#### [Supplied data]
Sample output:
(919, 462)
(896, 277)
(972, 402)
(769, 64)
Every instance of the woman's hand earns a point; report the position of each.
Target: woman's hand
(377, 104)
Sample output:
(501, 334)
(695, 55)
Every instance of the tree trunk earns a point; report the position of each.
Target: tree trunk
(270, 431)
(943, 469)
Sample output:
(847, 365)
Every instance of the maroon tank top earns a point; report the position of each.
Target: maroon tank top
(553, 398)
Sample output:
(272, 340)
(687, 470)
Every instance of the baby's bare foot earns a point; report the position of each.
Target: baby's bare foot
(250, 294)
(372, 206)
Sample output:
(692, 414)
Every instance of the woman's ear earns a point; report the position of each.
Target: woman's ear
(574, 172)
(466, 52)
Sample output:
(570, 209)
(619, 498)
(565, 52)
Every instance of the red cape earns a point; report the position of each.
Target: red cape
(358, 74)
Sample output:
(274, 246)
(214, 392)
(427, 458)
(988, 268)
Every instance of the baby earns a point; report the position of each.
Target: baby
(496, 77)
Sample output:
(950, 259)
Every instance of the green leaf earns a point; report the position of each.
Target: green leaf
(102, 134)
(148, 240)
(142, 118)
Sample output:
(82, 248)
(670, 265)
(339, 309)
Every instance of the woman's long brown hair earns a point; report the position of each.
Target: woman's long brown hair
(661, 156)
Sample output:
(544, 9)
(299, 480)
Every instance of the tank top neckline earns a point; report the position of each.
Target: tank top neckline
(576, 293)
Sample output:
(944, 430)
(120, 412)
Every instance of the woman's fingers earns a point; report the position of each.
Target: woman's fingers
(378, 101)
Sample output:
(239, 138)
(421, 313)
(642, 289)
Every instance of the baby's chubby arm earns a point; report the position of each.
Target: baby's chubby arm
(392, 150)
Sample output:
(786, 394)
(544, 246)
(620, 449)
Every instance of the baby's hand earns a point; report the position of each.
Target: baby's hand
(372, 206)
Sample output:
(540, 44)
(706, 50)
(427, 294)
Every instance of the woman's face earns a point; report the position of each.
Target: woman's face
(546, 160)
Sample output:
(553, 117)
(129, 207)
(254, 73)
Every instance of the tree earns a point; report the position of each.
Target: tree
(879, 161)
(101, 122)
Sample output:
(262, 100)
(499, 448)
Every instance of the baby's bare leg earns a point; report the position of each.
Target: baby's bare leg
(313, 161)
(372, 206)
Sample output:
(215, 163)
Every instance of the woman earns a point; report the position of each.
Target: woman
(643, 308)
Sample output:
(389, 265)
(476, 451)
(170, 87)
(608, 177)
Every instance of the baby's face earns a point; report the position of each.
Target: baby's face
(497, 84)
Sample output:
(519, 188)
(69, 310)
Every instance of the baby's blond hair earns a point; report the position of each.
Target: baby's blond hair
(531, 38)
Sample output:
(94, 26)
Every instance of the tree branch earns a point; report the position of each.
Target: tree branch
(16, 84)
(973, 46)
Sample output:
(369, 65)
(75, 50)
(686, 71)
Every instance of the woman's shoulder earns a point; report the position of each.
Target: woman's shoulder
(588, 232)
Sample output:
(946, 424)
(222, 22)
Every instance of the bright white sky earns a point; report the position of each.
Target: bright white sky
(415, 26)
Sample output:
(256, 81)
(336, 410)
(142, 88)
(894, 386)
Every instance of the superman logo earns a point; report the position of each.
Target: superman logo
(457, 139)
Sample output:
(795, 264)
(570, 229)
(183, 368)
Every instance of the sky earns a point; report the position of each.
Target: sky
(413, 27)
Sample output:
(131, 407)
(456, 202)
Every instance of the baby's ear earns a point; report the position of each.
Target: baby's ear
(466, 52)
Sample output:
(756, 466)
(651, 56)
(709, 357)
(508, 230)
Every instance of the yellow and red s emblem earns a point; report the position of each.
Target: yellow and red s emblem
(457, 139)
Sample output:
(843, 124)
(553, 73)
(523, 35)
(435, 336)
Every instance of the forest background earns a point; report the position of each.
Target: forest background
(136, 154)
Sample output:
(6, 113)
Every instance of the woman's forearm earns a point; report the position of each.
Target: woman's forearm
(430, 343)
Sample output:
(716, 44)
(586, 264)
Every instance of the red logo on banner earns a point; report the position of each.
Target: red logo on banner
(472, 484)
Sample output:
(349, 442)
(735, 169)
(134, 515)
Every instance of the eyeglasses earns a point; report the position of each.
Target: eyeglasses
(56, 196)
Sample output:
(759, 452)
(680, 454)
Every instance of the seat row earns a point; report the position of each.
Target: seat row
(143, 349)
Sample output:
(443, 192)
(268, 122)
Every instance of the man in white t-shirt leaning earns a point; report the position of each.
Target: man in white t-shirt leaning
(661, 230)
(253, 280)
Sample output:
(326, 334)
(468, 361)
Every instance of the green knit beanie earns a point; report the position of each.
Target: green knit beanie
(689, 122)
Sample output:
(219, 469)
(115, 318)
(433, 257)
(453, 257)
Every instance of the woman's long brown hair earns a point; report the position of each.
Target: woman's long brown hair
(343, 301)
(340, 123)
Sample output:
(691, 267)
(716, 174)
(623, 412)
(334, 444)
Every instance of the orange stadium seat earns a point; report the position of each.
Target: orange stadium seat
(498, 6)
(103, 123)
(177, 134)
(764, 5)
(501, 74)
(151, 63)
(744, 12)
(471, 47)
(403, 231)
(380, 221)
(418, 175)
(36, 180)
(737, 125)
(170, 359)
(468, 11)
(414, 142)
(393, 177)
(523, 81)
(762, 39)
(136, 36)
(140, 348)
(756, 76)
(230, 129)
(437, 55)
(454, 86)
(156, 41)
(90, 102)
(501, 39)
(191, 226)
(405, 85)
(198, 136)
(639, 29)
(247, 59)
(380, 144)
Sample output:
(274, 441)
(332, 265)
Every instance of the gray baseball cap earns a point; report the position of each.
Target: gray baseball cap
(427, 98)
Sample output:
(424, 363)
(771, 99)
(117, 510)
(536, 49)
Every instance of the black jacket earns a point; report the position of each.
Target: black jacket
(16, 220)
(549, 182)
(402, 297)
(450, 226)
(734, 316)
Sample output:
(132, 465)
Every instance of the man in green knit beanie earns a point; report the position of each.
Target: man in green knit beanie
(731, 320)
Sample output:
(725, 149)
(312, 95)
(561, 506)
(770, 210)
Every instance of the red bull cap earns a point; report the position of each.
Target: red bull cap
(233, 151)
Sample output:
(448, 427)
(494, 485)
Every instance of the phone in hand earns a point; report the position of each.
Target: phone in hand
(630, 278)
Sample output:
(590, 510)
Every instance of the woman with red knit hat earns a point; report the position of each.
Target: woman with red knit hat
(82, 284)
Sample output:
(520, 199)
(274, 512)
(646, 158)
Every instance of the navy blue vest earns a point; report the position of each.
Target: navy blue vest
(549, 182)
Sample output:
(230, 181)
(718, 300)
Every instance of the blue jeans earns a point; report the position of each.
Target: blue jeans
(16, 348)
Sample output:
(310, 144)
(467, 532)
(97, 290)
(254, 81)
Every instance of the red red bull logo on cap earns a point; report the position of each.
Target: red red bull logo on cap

#### [Required action]
Each record needs to be duplicated exactly as given.

#### [Solved problem]
Sample output:
(919, 462)
(896, 277)
(972, 402)
(769, 64)
Every instance of the woman's hand earns a point; report the position of each.
Target: woman's hand
(377, 104)
Sample output:
(501, 334)
(695, 55)
Every instance of the tree trunk earns a point; report the position of each.
Target: tree trunk
(270, 431)
(943, 469)
Sample output:
(847, 365)
Every instance of the maroon tank top earns a point; report the position of each.
Target: maroon tank top
(553, 398)
Sample output:
(272, 340)
(687, 470)
Every instance of the baby's bare foot earns a point; report the position of each.
Target: baby's bare foot
(250, 294)
(372, 206)
Sample output:
(692, 414)
Every instance of the woman's ear earns a point; report the position of each.
Target: woman's ear
(574, 172)
(466, 52)
Sample output:
(570, 209)
(619, 498)
(565, 52)
Every instance of the red cape earns a point; report the position of each.
Target: red cape
(358, 74)
Sample output:
(274, 246)
(214, 392)
(427, 458)
(988, 268)
Every instance of the baby earns a point; report the position of each.
Target: baby
(496, 77)
Sample output:
(950, 259)
Every instance of the green leaf earns a point; report the position of each.
Target: green leaf
(102, 134)
(148, 240)
(142, 118)
Sample output:
(82, 248)
(670, 265)
(339, 309)
Every instance of the woman's long brown hair earns a point; report the position of each.
Target: woman's long brown hair
(661, 156)
Sample output:
(544, 9)
(299, 480)
Every instance of the tank top neckline earns a point; report the position of each.
Target: tank top neckline
(576, 293)
Sample output:
(944, 430)
(120, 412)
Every instance of the woman's fingers earns a point; report the position of each.
Target: woman's fingers
(378, 101)
Sample output:
(239, 138)
(421, 313)
(642, 289)
Every instance of the baby's chubby arm earns a point; report the position of each.
Target: baby's chubby arm
(392, 150)
Sample output:
(786, 394)
(544, 246)
(620, 449)
Every instance of the baby's hand earns a point; report the position of each.
Target: baby's hand
(372, 206)
Sample output:
(540, 44)
(706, 50)
(427, 294)
Every instance of the woman's face earns a point; report the position of each.
Target: woman's face
(546, 160)
Sample output:
(553, 117)
(129, 207)
(254, 73)
Every instance of the tree earns a point; report the position of each.
Target: tree
(879, 161)
(101, 122)
Sample output:
(262, 100)
(499, 448)
Every instance of the baby's bare leg earns a point; report the position of each.
Target: baby's bare leg
(313, 161)
(372, 206)
Sample output:
(215, 163)
Every instance of the woman earns a point; report the position of each.
Target: woman
(643, 308)
Sample output:
(389, 265)
(476, 451)
(170, 87)
(608, 177)
Every instance of the baby's face earns a point; report the position of each.
Target: baby's face
(497, 84)
Sample output:
(519, 188)
(69, 310)
Every instance of the baby's blond hair earns a point; report the position of each.
Target: baby's blond hair
(531, 38)
Sample output:
(94, 26)
Every instance of the tree branch earns a point; report the position of each.
Target: tree branch
(16, 84)
(973, 46)
Sample output:
(369, 65)
(75, 50)
(686, 71)
Every instance of the woman's shoulder earns a point; report the position of each.
Target: woman's shoulder
(588, 232)
Sample output:
(946, 424)
(222, 22)
Every instance of the bright white sky earns a point; report the position of each.
Target: bright white sky
(415, 26)
Sample output:
(256, 81)
(336, 410)
(142, 88)
(894, 386)
Every instance of the superman logo earns a point; report the position of each.
Target: superman logo
(457, 139)
Sample output:
(795, 264)
(570, 229)
(183, 368)
Every instance of the sky earns a point; report the position of each.
Target: sky
(413, 27)
Sample output:
(131, 407)
(456, 202)
Every instance of the baby's ear earns a point; report the position of each.
Target: baby's ear
(466, 52)
Sample output:
(756, 466)
(651, 56)
(709, 357)
(508, 230)
Every instance of the yellow and red s emblem earns a point; report the position of each.
Target: yellow and red s emblem
(457, 139)
Sample output:
(843, 124)
(553, 73)
(523, 35)
(435, 336)
Every instance of the forest background earns a point; report the position of each.
Target: forest background
(136, 154)
Sample output:
(6, 113)
Every instance of the woman's forearm earns a point; report the position of each.
Target: woman's forearm
(430, 343)
Sample output:
(716, 44)
(586, 264)
Every instance of the red logo on banner earns a point; report the position of each.
Target: red logo on banner
(472, 484)
Sample output:
(349, 442)
(735, 169)
(134, 515)
Every instance of the eyeglasses earns a point; report the position of each.
Target: eyeglasses
(56, 196)
Sample output:
(759, 452)
(680, 454)
Every instance of the seat row earns a point; report the position of each.
Target: seat row
(143, 349)
Sample output:
(443, 192)
(268, 122)
Every instance of the man in white t-shirt leaning earns a point; report the position of each.
Target: man in white t-shirt leaning
(661, 230)
(253, 280)
Sample output:
(326, 334)
(468, 361)
Every instance of the green knit beanie earns a point; report the position of each.
Target: green knit beanie
(689, 122)
Sample output:
(219, 469)
(115, 318)
(433, 257)
(453, 257)
Every instance of the woman's long brown hair earns a point; report the position of each.
Target: woman's long brown hair
(343, 301)
(340, 123)
Sample output:
(691, 267)
(716, 174)
(623, 412)
(334, 444)
Every instance of the orange stadium seat earns a point; report the position of each.
Target: orange stadium seat
(498, 6)
(103, 123)
(177, 134)
(764, 5)
(501, 74)
(151, 63)
(744, 12)
(471, 47)
(403, 231)
(380, 221)
(418, 175)
(36, 180)
(737, 125)
(170, 359)
(468, 11)
(414, 142)
(393, 177)
(523, 81)
(762, 39)
(136, 36)
(140, 348)
(756, 76)
(230, 129)
(437, 55)
(454, 86)
(156, 41)
(90, 102)
(501, 39)
(191, 226)
(405, 85)
(198, 136)
(639, 29)
(247, 59)
(380, 144)
Sample output:
(274, 441)
(332, 265)
Every instance of the gray baseball cap earns a point; report the position of each.
Target: gray baseball cap
(427, 98)
Sample output:
(424, 363)
(771, 99)
(117, 510)
(536, 49)
Every instance of the black jacket earns a point; report the position of each.
Target: black jacket
(16, 220)
(549, 182)
(402, 297)
(450, 226)
(734, 316)
Sample output:
(132, 465)
Every instance of the man in green knit beanie earns a point; report the position of each.
Target: man in green knit beanie
(731, 320)
Sample output:
(725, 149)
(312, 95)
(561, 506)
(770, 210)
Every instance of the red bull cap earns a point; report the position of each.
Target: red bull cap
(233, 151)
Sample output:
(448, 427)
(494, 485)
Every instance of the phone in hand earns a point; report the position of each.
Target: phone in hand
(630, 278)
Sample output:
(590, 510)
Every instance of the woman with red knit hat earns a point; report the position of each.
Target: woman with red knit hat
(82, 284)
Sample output:
(520, 199)
(274, 512)
(646, 158)
Every instance of the navy blue vest earns a point; report the position of each.
Target: navy blue vest
(549, 182)
Sample output:
(230, 181)
(718, 300)
Every instance of the blue jeans earns a point; report the position of each.
Target: blue jeans
(16, 348)
Sample output:
(310, 144)
(467, 532)
(97, 290)
(254, 81)
Every instance of the red red bull logo on cap earns a point; report the position of each.
Target: red red bull logo on cap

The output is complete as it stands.